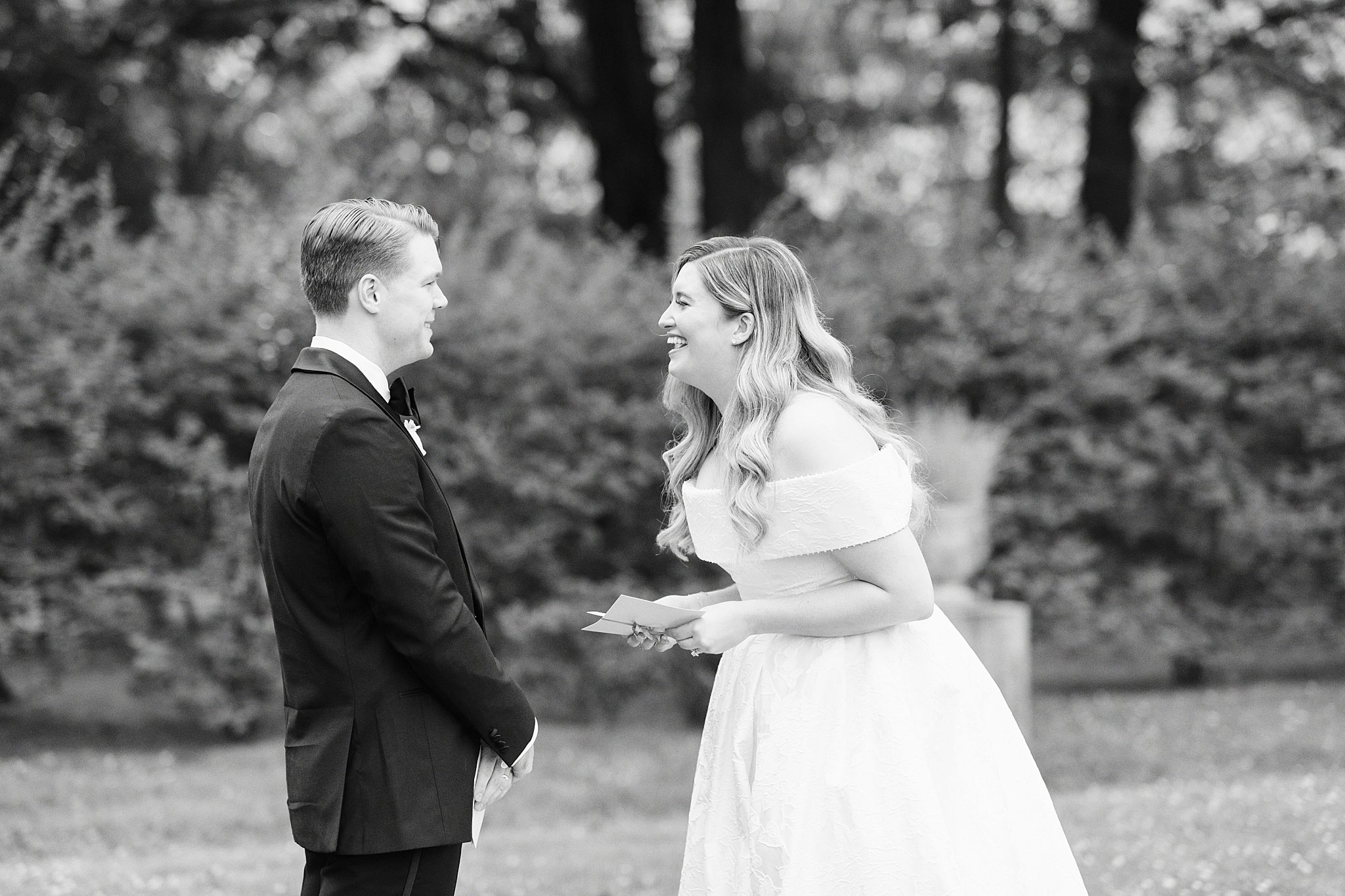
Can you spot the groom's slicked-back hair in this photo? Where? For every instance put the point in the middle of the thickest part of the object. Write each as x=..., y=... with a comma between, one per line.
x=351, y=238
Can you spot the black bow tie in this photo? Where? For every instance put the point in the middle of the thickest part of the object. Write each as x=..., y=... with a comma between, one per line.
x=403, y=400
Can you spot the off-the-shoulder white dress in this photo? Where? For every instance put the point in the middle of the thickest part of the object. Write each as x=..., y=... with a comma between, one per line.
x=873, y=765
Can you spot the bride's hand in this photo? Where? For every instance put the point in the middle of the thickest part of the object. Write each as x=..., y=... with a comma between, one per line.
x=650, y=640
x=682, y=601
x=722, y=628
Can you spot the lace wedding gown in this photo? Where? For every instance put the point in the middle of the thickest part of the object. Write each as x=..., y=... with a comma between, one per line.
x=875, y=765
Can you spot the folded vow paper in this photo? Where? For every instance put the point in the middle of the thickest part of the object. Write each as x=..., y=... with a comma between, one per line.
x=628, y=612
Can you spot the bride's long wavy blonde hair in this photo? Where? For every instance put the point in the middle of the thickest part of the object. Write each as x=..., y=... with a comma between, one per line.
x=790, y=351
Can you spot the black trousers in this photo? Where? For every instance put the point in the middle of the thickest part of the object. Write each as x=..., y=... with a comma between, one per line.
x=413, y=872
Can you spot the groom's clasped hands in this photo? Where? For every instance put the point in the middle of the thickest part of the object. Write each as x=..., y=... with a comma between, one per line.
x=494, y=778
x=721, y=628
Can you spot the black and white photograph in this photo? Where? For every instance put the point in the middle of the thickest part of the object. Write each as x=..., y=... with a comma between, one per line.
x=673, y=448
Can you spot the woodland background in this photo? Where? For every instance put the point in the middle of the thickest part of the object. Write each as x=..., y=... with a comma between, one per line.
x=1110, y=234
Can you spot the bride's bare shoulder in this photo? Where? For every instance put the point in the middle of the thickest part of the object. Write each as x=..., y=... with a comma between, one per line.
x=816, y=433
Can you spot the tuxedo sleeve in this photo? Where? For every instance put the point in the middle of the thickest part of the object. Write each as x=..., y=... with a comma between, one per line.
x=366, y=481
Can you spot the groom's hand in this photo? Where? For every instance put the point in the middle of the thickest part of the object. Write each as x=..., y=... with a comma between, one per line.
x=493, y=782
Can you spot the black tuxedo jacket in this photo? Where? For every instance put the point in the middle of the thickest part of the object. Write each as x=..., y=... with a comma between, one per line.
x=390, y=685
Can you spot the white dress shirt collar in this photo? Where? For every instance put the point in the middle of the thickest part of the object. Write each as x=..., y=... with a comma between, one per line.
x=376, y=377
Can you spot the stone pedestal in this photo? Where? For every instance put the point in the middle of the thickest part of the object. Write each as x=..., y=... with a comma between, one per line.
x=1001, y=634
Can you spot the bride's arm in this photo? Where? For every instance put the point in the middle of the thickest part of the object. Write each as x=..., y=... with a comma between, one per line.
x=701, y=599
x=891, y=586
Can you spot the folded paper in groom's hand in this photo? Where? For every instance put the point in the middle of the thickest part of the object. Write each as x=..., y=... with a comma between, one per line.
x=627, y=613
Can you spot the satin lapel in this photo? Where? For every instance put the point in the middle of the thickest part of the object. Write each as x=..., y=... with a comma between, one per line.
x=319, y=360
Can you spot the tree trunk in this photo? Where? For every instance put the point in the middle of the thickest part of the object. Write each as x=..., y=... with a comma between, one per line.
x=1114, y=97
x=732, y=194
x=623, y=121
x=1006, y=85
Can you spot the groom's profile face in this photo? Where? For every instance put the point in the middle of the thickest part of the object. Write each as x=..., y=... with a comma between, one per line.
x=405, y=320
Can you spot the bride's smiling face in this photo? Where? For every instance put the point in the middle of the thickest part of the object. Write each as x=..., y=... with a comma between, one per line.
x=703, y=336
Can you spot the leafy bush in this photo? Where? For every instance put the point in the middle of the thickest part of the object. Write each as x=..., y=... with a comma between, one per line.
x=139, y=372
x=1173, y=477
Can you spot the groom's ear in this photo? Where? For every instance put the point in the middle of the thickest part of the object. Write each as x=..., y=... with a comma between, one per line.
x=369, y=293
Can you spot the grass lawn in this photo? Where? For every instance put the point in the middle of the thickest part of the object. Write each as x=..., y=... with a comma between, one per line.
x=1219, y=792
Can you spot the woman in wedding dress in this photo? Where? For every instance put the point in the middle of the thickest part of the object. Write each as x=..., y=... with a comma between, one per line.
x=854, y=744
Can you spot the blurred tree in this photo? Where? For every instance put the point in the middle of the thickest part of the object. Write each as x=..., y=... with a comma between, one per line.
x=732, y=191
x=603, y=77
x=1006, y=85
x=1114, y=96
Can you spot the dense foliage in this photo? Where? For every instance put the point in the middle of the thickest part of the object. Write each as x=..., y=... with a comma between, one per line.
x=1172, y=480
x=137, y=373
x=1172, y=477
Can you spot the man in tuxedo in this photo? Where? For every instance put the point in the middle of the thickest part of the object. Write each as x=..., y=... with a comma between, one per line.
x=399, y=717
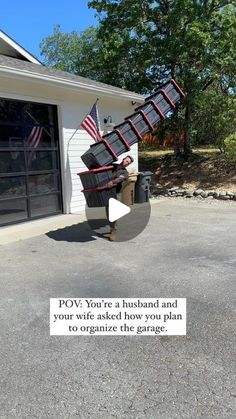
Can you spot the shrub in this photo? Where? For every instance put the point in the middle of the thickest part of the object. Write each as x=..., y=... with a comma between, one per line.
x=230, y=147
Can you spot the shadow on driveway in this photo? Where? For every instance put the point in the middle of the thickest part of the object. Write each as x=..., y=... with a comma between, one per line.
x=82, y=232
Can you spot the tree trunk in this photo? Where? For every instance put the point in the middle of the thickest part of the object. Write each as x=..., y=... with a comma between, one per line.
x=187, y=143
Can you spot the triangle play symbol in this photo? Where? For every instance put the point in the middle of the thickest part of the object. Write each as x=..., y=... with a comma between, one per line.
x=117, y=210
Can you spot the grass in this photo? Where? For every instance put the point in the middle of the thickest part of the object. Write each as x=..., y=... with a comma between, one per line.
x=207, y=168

━━━━━━━━━━━━━━━━━━━━━━━━━━━━━━

WHAT THIS TASK INVOLVES = Write out all of the material above word for word, but omit the pictures.

EXERCISE ANSWER =
Can you spot the groom's slicked-back hair in this photo? Where? For every instance put the point in the middle of the thickest part of the object. Write each as x=..., y=... with a comma between, one per line.
x=351, y=238
Can you spot the black bow tie in this photo? Where? For every instance put the point in the middle of the thickest part of the object. Write each as x=..., y=... with a comma between, one per line.
x=403, y=400
Can you spot the off-the-shoulder white dress in this photo? Where? For every instance put the point in the middle of the thickest part of the object. Write each as x=..., y=... with a comma between, one per line.
x=873, y=765
Can you spot the bride's hand in this photo? Where? For every instance put the point in the middle of the thickest part of the object. Write each as x=..., y=... with a comma between, one per line.
x=650, y=640
x=682, y=601
x=722, y=628
Can you spot the lace wedding gown in this photo? Where? For every instance put the point in the middle of the thickest part of the object. Write each as x=..., y=... with a comma between, one per line.
x=875, y=765
Can you spot the folded vow paper in this photo? Where? For every instance put the point in the middle of the thickest part of the object. Write each as x=..., y=... with a comma between, one per line.
x=628, y=612
Can you spot the bride's long wavy blonde hair in this photo? Where? For every instance put the point in the middle of the thickest part of the object. Write each as x=..., y=... with a comma between, one per line.
x=790, y=351
Can you spot the black trousers in this photo? Where? For every instance put the point in the middle of the thickest part of the object. Write each as x=..., y=... with a comma between, one per line.
x=413, y=872
Can you spot the groom's clasped hands in this photo? Where? For every instance put the point in the middle of the thickest part of the object. Write each as x=..., y=... with a comma between, one per line.
x=494, y=778
x=721, y=628
Can you spot the black and white photograph in this photo? Where? For every instance put the point in the middle of the thickest part of the object. Write each as x=..., y=... with a comma between, one per line.
x=673, y=448
Can you spot the woodland background in this photo? Where? For every instance put the point in the middle of the thickest part of the object. Write each as x=..., y=... with a comma between, one per line.
x=1110, y=234
Can you spot the bride's bare shoulder in this photo? Where? For every instance put the point in the middle of the thickest part of the object. Write each as x=..., y=... with a comma between, one per line.
x=816, y=433
Can you spot the tuxedo sleeve in this photo? Where? For every instance put the point in the middle of the thickest part of the object. Write each as x=..., y=... with a comma between, one per line.
x=366, y=481
Can you spot the groom's hand in this photo? Where? For every instance put the point in the middle of the thickest part of the object. Write each as x=..., y=... with a comma between, one per line.
x=493, y=782
Can you spot the black tuxedo jacket in this photo? Where? For every instance put the point in the middle of the thickest part of the object. Write each as x=..., y=... with a comma between, one per line.
x=390, y=685
Can you spot the white dress shirt collar in this photo? Where? For every instance put the point in the middle of the thickest part of the object. Write each as x=..., y=... with a comma between, one per line.
x=376, y=377
Can you spot the stone pedestal in this photo? Where? For every instance put the point in the middle of the thickest part of the object. Write each as x=..., y=... with a comma between, one per line.
x=1001, y=634
Can you spot the bride's arm in this photo? Where? For every instance put the point in the middle of the thickest part of the object. Write each as x=..., y=... with a comma between, one per line.
x=701, y=599
x=891, y=586
Can you spot the folded paper in groom's hand in this photo? Where? For every instance put the point in the middle of the thickest part of the object. Write each as x=..., y=... with a comma between, one per line.
x=627, y=613
Can you spot the satin lapel in this photo? Where? For every instance put the point in the middle of the thickest part of the object. Write each as x=..., y=... with a comma between, one per line.
x=319, y=360
Can you spot the tree trunk in this photo? Where? For every instance put the point in the middle of the thickest part of the object. Write each as x=..., y=... with a comma between, one per line.
x=1114, y=97
x=732, y=194
x=623, y=121
x=1006, y=85
Can you spot the groom's profile face in this photo? Where? For every instance put the point in the middle of the thickest part of the object. Write each as x=..., y=... with a comma between, one per line.
x=405, y=320
Can you spot the bride's smiling face in this photo? Where? For every instance put the point in the middle of the thickest part of the object. Write each as x=..., y=... with a comma between, one per line.
x=703, y=336
Can you spot the leafy bush in this photo? Where? For every instance put the point in the middle of the thickest part of the object. Write each as x=..., y=... with a comma between, one per line.
x=139, y=372
x=1173, y=477
Can you spot the groom's ear in this photo? Where? For every instance put the point in the middle of the thickest part of the object. Write each as x=..., y=... with a comma between, one per line.
x=369, y=293
Can you spot the grass lawn in this photo? Where? For every instance put the point in the middle of the thickest part of the object. Write each as x=..., y=... with a comma between, one per line.
x=1219, y=792
Can you spot the woman in wedding dress in this photo? Where? For every instance put the point in the middle of the thickest part of the object. Write each as x=..., y=... with a comma between, one per line.
x=854, y=744
Can you spot the blurred tree in this photo? Where? For every instance put the point in the middle of the thickest part of the object. Write each as x=..., y=... with a comma between, one per line.
x=732, y=191
x=603, y=77
x=1006, y=85
x=1114, y=96
Can you spot the dense foliage in this photo? Where? For every instance put the point in the middle of the thickest part of the object. Write each as x=..., y=... with a comma between, one per line.
x=1172, y=480
x=137, y=373
x=1172, y=477
Can you spot the man in tuxedo in this photo? Where? For every instance put the point in the middle of the thickest part of the object. Write each as x=..., y=... with a comma between, one per line.
x=399, y=717
Can you spot the shrub in this photo? Where? For every instance put the point in the middle of the thickest part of the object. Write each as x=..., y=... with a comma between, one per line.
x=230, y=147
Can you spot the shadow on driveway in this photo? Where? For every instance put the point in the middle of the thickest part of the object. Write each as x=..., y=... with a comma between, one per line.
x=82, y=232
Can you spot the tree trunk in this photo? Where? For every instance put the point in the middle of the thickest part of the object. Write each as x=..., y=... with a comma between, one per line.
x=187, y=143
Can you spot the triangle play symbol in this photo? Where? For every instance put the point in the middle of the thickest part of the object. Write each as x=..., y=... with a comma between, one per line.
x=117, y=210
Can you spot the grass in this photo? Where? For every instance put the point in the middle of the thickest part of the object. Write each as x=..., y=... with a comma between, one per line.
x=207, y=168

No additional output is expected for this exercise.